Activities →
- A) Output the text of the palm oil article verbatim, starting at "The Indonesian Palm" and ending at "higher last week.".
- B) Please extend the palm oil article with its next few sentences, picking up right after its final sentence.
━━━ Passage shown ━━━
The Indonesian Palm Oil Association on Jan 19 revealed that Jakarta is drafting a plan to limit the shipments of the edible oil out of Indonesia to control surging domestic cooking oil prices.
Analysts believe the decision by the world’s biggest producer of palm oil drove the CPO futures contract prices higher last week.
The benchmark FCPO contract added RM196 week-on-week to end last Friday at RM5,323 a tonne as the news flow from the edible oil complex remained bullish.
The Malaysian Palm Oil Board (MPOB) expects 2022 to be a good year for the Malaysian palm oil industry with all key industry indicators projected to show a better performance.
Its DG Datuk Dr Ahmad Parveez Ghulam Kadir said CPO price is expected to average at RM3,800 per tonne this year on improved palm oil production, in line with the performance of other major vegetable oils prices amid the recovery in production and stock levels.
“CPO production is expected to improve 4.9% this year to 19 million tonnes from 18.12 million tonnes recorded in 2021, while stock levels are projected to pick up 23.4% to 1.95 million tonnes versus 1.58 million tonnes at the end of last year.
“We foresee exports to increase 9.3% to 17 million tonnes in 2022 from 15.56 million tonnes previously.
“Export revenue, however, is expected to fall to RM95 billion compared to RM106.5 billion,” he said during a presentation at the one-day Palm Oil Economic Review and Outlook Seminar 2022 organised by the MPOB on Jan 13.
He highlighted that the industry saw a mixed performance in 2021, where the slowdown in CPO production had limited the capacity for the country to export the commodity and other palm-based products despite demand from importers.
━━━ Supplied material ━━━
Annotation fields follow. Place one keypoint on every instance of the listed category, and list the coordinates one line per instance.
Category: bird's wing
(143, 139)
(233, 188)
━━━
Answers by item →
- A)
The Indonesian Palm Oil Association on Jan 19 revealed that Jakarta is drafting a plan to limit the shipments of the edible oil out of Indonesia to control surging domestic cooking oil prices.
Analysts believe the decision by the world’s biggest producer of palm oil drove the CPO futures contract prices higher last week.

- B)
In December, Malaysia experienced heavy rains which had caused severe floods in several states in Malaysia, the world’s second-largest producers of palm oil, forcing more people to evacuate to shelters.
The states affected by floods includes Pahang, Kelantan, Terengganu, Johor, Melaka, Negri Sembilan and Sabah. All of them are Malaysia’s key palm oil-producing states.
Plantation analysts forecast a minimal impact from the event in Peninsular Malaysia following a cursory check on plantations with exposures in the flood-affected states.
Kenanga Investment Bank Bhd (Kenanga Research) said unless the heavy downpour continues and spreads for a continued period of time, the damage to oil palm trees should be minimal and yields immaterially affected.
It added that oil palm loves rain and growers in Indonesia and Malaysia rely on the rain to thrive.
Kenanga Research noted that many industry players have invested in infrastructure to cope with heavy rain and the palms are tough and can endure floods.
The issue of labour shortage in the sector appear to being addressed as Putrajaya is expected to issue permits for more than 30,000 foreign workers for the plantation sector, although some analysts expect it may take some time.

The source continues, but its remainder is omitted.